Housing Bubble Pop Alert: Colony Pulls IPO On "Market Conditions", Blue Mountain Rushes To Cash Out Of Own-To-RentSubmitted by Tyler Durden on 06/04/2013 23:08 -0400
Here is a simple way to test if the last year of housing market gains have been due to a real, fundamental, consumer-led recovery, or nothing but the latest iteration of the Fed's money bubble machine manifesting itself in the place of least du jour resistance - houses: Assume rising interest rates.

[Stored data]

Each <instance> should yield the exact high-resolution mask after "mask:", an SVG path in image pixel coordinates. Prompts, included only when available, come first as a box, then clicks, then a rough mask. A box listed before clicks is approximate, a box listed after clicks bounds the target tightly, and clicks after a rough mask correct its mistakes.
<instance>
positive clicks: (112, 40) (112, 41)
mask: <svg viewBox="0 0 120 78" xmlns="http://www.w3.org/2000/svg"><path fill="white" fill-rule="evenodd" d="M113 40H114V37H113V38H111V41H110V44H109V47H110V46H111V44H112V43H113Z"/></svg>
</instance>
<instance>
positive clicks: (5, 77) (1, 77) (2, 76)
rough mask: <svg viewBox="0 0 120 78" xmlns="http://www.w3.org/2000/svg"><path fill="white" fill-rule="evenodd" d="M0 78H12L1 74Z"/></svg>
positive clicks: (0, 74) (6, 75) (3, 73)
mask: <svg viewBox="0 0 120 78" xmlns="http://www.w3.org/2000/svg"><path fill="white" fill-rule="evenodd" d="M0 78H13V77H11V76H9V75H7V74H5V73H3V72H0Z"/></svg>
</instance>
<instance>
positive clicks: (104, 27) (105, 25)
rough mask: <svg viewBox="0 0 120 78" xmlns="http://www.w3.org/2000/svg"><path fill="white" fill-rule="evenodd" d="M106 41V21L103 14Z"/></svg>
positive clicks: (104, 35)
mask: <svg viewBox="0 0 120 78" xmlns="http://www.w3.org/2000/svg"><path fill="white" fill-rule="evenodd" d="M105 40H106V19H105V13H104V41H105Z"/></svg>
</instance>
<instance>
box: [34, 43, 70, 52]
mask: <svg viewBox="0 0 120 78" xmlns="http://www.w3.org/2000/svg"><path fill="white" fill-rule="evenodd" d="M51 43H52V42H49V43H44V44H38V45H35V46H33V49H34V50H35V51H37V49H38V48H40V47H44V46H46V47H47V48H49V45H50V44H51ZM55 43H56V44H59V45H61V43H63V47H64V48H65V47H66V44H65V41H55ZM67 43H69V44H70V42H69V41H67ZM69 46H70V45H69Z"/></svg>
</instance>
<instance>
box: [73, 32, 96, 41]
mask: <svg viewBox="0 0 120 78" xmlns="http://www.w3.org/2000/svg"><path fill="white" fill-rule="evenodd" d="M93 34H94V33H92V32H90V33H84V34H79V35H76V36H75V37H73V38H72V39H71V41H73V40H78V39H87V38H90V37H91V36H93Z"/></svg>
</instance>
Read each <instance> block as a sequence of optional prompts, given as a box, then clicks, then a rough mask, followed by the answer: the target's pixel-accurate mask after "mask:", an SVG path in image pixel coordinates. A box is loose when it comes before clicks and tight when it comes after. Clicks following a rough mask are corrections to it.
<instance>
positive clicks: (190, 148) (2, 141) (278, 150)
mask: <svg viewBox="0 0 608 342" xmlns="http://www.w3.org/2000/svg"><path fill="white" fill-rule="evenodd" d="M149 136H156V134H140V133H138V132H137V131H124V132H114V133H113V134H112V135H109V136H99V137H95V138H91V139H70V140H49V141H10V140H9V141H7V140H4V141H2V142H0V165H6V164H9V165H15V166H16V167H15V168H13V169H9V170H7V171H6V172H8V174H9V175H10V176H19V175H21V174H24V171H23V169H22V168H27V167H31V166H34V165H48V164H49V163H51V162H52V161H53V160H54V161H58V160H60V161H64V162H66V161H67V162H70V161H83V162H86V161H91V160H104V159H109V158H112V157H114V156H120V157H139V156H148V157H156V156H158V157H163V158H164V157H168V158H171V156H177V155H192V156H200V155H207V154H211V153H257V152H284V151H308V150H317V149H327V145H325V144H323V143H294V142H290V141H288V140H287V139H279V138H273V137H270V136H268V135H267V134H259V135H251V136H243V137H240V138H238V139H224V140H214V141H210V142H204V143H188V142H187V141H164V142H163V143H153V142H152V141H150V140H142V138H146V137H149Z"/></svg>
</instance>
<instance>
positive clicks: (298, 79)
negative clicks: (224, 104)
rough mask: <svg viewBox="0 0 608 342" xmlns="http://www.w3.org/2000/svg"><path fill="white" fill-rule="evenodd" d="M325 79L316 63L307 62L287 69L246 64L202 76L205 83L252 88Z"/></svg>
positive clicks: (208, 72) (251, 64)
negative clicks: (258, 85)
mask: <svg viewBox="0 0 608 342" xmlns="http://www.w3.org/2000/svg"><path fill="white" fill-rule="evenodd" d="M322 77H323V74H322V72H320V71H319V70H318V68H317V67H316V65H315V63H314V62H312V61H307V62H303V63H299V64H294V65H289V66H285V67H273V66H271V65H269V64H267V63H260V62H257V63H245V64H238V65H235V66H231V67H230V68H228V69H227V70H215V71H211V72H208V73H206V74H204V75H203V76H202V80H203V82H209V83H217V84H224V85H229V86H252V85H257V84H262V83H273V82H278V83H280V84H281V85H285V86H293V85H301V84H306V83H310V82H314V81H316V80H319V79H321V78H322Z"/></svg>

- _YOUR GOAL_
Say whether each statement agrees with the housing bubble text above, answering yes or no with the deciding words of the text quoted: (a) Colony pulled its IPO, citing market conditions. (b) Blue Mountain is moving to buy into own-to-rent. (c) The proposed test is to assume falling interest rates.

- _EXERCISE SOLUTION_
(a) Yes: "Colony Pulls IPO On "Market Conditions""
(b) No: "Blue Mountain Rushes To Cash Out Of Own-To-Rent"
(c) No: "Assume rising interest rates."